Listed records -
══════════════════════════════

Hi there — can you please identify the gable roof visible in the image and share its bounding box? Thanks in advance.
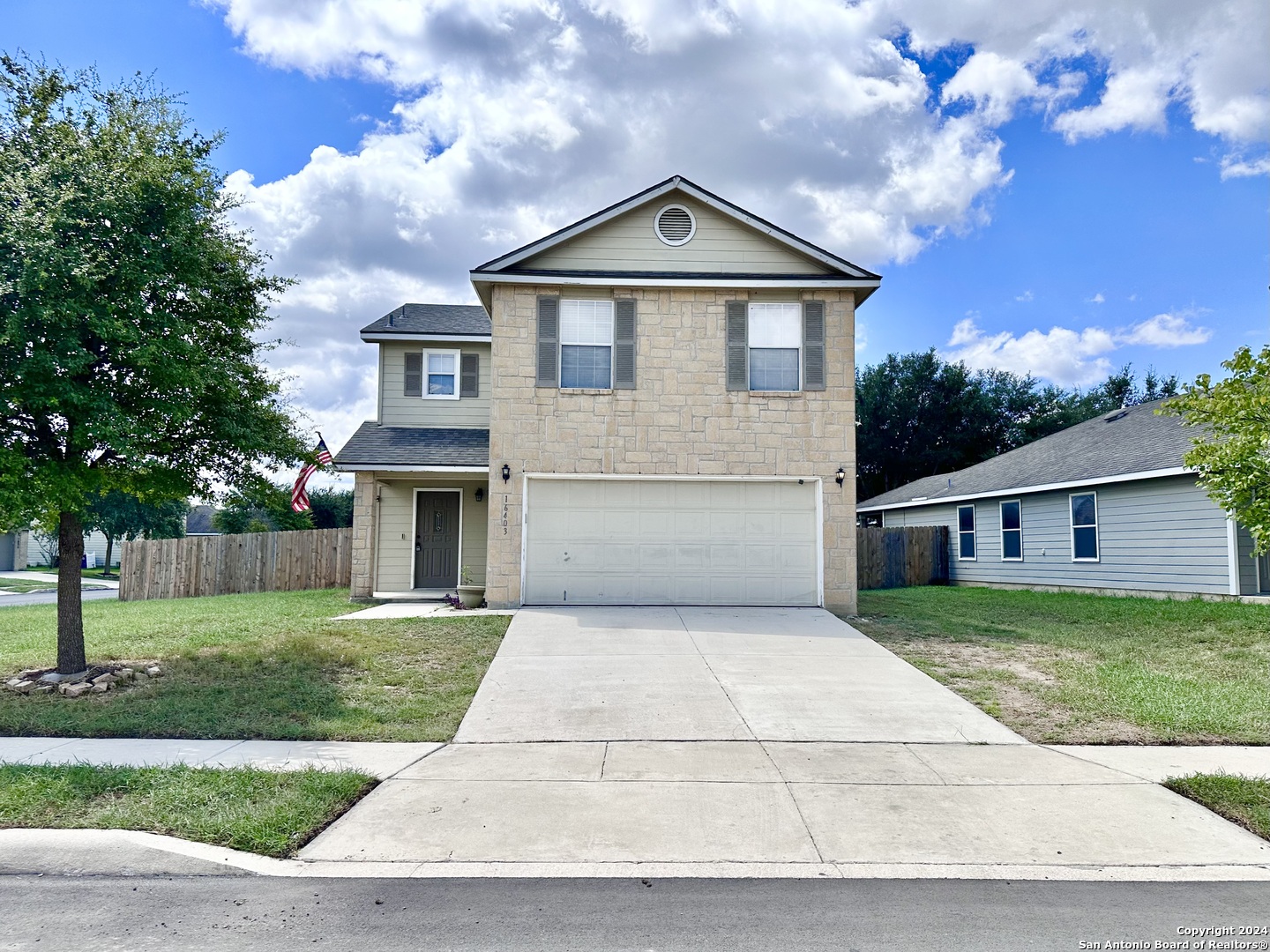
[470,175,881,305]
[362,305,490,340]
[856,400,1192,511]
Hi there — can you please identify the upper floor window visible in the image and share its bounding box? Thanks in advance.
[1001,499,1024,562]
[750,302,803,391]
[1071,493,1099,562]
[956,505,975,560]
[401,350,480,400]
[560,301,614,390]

══════════════════════════════

What you are asked to do -
Please rewrite the records with every "bounding box" swapped for "box coordinates", leaving everything else unchanged and the pictures out.

Answer -
Hi there — can you please identify the gable roof visible in the image and share its box coordinates? Thanks in advance.
[470,175,881,305]
[362,305,490,340]
[856,400,1192,511]
Hi there — can you please identify the upper floor window visible in the image and share its box coordinates? Thanks in advance.
[1001,499,1024,562]
[750,302,803,391]
[1071,493,1099,562]
[956,505,975,560]
[401,350,480,400]
[560,301,614,390]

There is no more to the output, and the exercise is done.